> Extract:

-- Begin --

TUESDAY 4th BBC 2 7.30pm Time Flyers. The Stonehenge of the North. Investigating the arrangement of giant earthworks, banks and ditches that dominates a wide swathe of the landscape of North Yorkshire and stretches for over a mile.
BBC 2 8.00pm What The Industrial Revolution Did For Us. Fifth of six programmes in which Dan Cruickshank explores one of the most inventive periods in history. War Machine. How did mechanisation and mass production transform the battlefield?
BBC 2 8.30pm Days That Shook The World. New series featuring dramatic explorations of global events that had a resounding historical impact, hour-by-hour, as they unfold. Romanovs. Communism was arguably born on the night of July 16th 1918 in Russia, when Tsar Nicholas II and the Romanov family faced their last stand as they were placed under house arrest while civil war raged outside.

-- End --

> Data lines:

-- Begin --

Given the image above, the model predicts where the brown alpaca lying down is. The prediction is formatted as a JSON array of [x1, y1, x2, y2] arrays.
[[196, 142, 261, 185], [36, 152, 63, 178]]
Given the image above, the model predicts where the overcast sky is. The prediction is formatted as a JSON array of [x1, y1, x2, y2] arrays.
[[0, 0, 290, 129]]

-- End --

> Aim: Echo the passage in the television listings from "TUESDAY 4th BBC" up to and including "transform the battlefield?", word for word.

> Output for this task:
TUESDAY 4th BBC 2 7.30pm Time Flyers. The Stonehenge of the North. Investigating the arrangement of giant earthworks, banks and ditches that dominates a wide swathe of the landscape of North Yorkshire and stretches for over a mile.
BBC 2 8.00pm What The Industrial Revolution Did For Us. Fifth of six programmes in which Dan Cruickshank explores one of the most inventive periods in history. War Machine. How did mechanisation and mass production transform the battlefield?